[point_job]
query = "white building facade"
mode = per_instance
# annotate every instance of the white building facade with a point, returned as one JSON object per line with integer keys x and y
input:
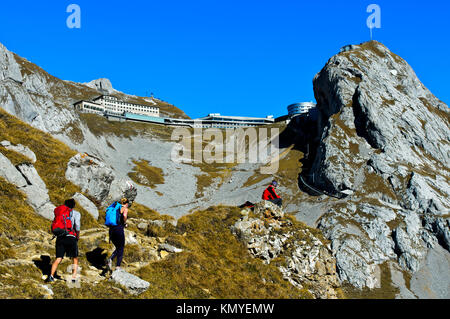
{"x": 111, "y": 104}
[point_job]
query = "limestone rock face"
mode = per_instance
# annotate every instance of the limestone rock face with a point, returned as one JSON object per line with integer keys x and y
{"x": 101, "y": 85}
{"x": 20, "y": 149}
{"x": 383, "y": 138}
{"x": 98, "y": 180}
{"x": 308, "y": 260}
{"x": 91, "y": 174}
{"x": 133, "y": 283}
{"x": 26, "y": 178}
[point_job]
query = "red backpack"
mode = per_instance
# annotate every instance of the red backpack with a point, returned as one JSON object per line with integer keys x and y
{"x": 62, "y": 223}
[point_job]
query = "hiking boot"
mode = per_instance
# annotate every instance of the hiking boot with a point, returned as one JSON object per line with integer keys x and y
{"x": 109, "y": 264}
{"x": 50, "y": 278}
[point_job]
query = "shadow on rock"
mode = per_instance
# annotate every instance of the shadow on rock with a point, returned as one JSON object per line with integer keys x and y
{"x": 97, "y": 258}
{"x": 44, "y": 264}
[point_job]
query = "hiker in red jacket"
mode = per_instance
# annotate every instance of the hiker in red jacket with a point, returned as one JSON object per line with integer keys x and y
{"x": 66, "y": 241}
{"x": 270, "y": 194}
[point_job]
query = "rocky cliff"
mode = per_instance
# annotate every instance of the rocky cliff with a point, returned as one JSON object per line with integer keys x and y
{"x": 384, "y": 139}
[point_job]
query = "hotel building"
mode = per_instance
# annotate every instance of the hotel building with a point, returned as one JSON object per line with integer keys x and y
{"x": 111, "y": 104}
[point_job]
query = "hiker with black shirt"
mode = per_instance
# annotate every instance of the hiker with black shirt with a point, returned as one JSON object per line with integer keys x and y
{"x": 117, "y": 235}
{"x": 270, "y": 194}
{"x": 66, "y": 227}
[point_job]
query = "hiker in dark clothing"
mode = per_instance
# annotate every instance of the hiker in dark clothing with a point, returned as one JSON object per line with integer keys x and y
{"x": 67, "y": 244}
{"x": 117, "y": 235}
{"x": 270, "y": 194}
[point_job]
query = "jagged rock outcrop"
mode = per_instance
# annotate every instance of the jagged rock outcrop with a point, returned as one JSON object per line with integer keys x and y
{"x": 98, "y": 180}
{"x": 383, "y": 136}
{"x": 101, "y": 85}
{"x": 133, "y": 283}
{"x": 20, "y": 149}
{"x": 89, "y": 206}
{"x": 308, "y": 261}
{"x": 26, "y": 178}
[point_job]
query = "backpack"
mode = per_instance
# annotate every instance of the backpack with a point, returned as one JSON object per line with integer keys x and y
{"x": 113, "y": 214}
{"x": 62, "y": 223}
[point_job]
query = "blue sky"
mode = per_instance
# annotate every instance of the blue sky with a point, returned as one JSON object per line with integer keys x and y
{"x": 231, "y": 57}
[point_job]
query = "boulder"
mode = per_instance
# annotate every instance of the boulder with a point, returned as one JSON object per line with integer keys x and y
{"x": 20, "y": 149}
{"x": 9, "y": 172}
{"x": 92, "y": 175}
{"x": 89, "y": 206}
{"x": 382, "y": 138}
{"x": 308, "y": 261}
{"x": 132, "y": 283}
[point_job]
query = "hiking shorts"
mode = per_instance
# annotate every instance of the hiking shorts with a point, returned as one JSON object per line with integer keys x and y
{"x": 68, "y": 246}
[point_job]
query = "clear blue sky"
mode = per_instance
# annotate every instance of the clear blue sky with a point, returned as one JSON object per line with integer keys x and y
{"x": 231, "y": 57}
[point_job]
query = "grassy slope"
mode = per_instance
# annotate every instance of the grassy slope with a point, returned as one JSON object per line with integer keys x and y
{"x": 214, "y": 263}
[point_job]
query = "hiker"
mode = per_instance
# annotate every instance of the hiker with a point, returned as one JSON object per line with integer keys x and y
{"x": 66, "y": 228}
{"x": 117, "y": 235}
{"x": 270, "y": 194}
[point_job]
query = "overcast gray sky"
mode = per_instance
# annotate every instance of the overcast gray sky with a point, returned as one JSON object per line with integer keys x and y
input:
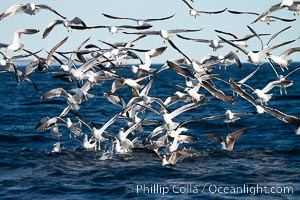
{"x": 90, "y": 11}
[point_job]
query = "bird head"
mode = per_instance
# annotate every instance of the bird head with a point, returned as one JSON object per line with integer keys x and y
{"x": 286, "y": 3}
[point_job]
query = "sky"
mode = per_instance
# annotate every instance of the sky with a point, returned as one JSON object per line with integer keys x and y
{"x": 90, "y": 11}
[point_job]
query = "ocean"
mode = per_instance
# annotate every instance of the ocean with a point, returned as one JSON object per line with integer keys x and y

■ **PROBLEM DETAILS**: Reproduce the material in full, word for word, and omit the pictures.

■ **WRITTEN ANSWER**:
[point_job]
query = "white building facade"
mode = per_instance
# annotate every instance of the white building facade with a point, returned as one JSON object per line with integer keys x and y
input:
{"x": 111, "y": 104}
[point_job]
query = "limestone rock face"
mode = per_instance
# annotate every instance of the limestone rock face with a point, returned as one JSON object per line with integer keys x and y
{"x": 101, "y": 85}
{"x": 20, "y": 149}
{"x": 383, "y": 138}
{"x": 98, "y": 180}
{"x": 308, "y": 260}
{"x": 91, "y": 174}
{"x": 133, "y": 283}
{"x": 26, "y": 178}
[point_job]
query = "red backpack"
mode = per_instance
# annotate every instance of the red backpack with a point, returned as one JSON object per line with integer keys x and y
{"x": 62, "y": 223}
[point_job]
query = "hiking boot"
mode = per_instance
# annotate every instance of the hiking boot with a point, returned as one JSON object per line with integer keys x and y
{"x": 109, "y": 264}
{"x": 50, "y": 278}
[point_job]
query = "shadow on rock"
mode = per_instance
# annotate every instance of the shadow on rock with a point, returned as one JSON object per line with integer keys x and y
{"x": 97, "y": 258}
{"x": 44, "y": 264}
[point_job]
query = "hiker in red jacket"
mode = per_instance
# annotate every instance of the hiker in red jacket with a point, returned as one JSON object per line with integer keys x and y
{"x": 66, "y": 241}
{"x": 270, "y": 194}
[point_job]
query = "rocky cliff"
mode = per_instance
# annotate every instance of the rocky cliff with a point, returned as one JSON object per line with integer keys x and y
{"x": 384, "y": 139}
[point_job]
query = "hotel building"
mode = per_instance
# annotate every instance of the hotel building with a point, returned as one JSON object per line with integer keys x and y
{"x": 111, "y": 104}
[point_job]
query = "hiker with black shirt"
mode = per_instance
# annotate every instance of the hiker with black shirt with a point, returned as one JSON object per line with integer keys x and y
{"x": 117, "y": 235}
{"x": 270, "y": 194}
{"x": 66, "y": 227}
[point_job]
query = "hiker in dark clothing"
mode = per_instance
# annotate every instance of the hiker in dark clothing with a point, returned as one JSON object per line with integer keys x and y
{"x": 67, "y": 244}
{"x": 117, "y": 235}
{"x": 270, "y": 194}
[point_job]
query = "jagged rock outcrop"
mode = per_instance
# annotate every instance of the jagged rock outcrop with a point, returned as one JSON object per line with integer keys x and y
{"x": 98, "y": 180}
{"x": 383, "y": 136}
{"x": 101, "y": 85}
{"x": 133, "y": 283}
{"x": 20, "y": 149}
{"x": 89, "y": 206}
{"x": 308, "y": 261}
{"x": 26, "y": 178}
[point_job]
query = "backpack"
mode = per_instance
# annotate every instance of the backpack with a point, returned as one JSON object per line with integer keys x and y
{"x": 113, "y": 214}
{"x": 62, "y": 223}
[point_job]
query = "blue sky"
mode = per_instance
# annotate every instance of the blue sky with a point, returned as one JSON object per line with integer keys x and y
{"x": 231, "y": 57}
[point_job]
query = "boulder"
mode = per_instance
# annotate every instance of the boulder with a point, returned as one JSON object per line with integer keys x and y
{"x": 20, "y": 149}
{"x": 9, "y": 172}
{"x": 92, "y": 175}
{"x": 89, "y": 206}
{"x": 382, "y": 138}
{"x": 308, "y": 261}
{"x": 132, "y": 283}
[point_job]
query = "hiking shorts"
mode = per_instance
# annotate every instance of the hiking shorts with a point, returned as one JSON object per line with integer keys x and y
{"x": 68, "y": 246}
[point_job]
query = "clear blue sky"
mode = per_instance
# annotate every instance of the clear blue sky with a point, returned as one JSON object per line with integer keys x and y
{"x": 231, "y": 57}
[point_job]
query = "grassy slope"
mode = per_instance
# annotate every instance of the grassy slope with a point, returned as one JSON object per line with integer keys x and y
{"x": 214, "y": 263}
[point_job]
query = "hiker"
mode = per_instance
# annotate every instance of the hiker with a point, returned as one JSON object per line with integer keys x and y
{"x": 66, "y": 228}
{"x": 117, "y": 235}
{"x": 270, "y": 194}
[point_job]
query = "overcast gray sky"
mode = per_instance
# annotate every instance of the overcast gray sky with a point, returned as one JSON object per line with integer keys x and y
input:
{"x": 90, "y": 11}
[point_job]
query = "bird head"
mode = per_instance
# annotate every instance of the bird head with a point, returned as one JSON object per line with integer keys x and y
{"x": 286, "y": 3}
[point_job]
query = "sky"
mode = per_instance
# annotate every instance of the sky with a point, returned as one JSON object per line with integer keys x and y
{"x": 90, "y": 11}
[point_job]
query = "ocean"
mode = per_instance
# annotate every instance of the ocean with a point, returned as one JSON object per line with integer keys x and y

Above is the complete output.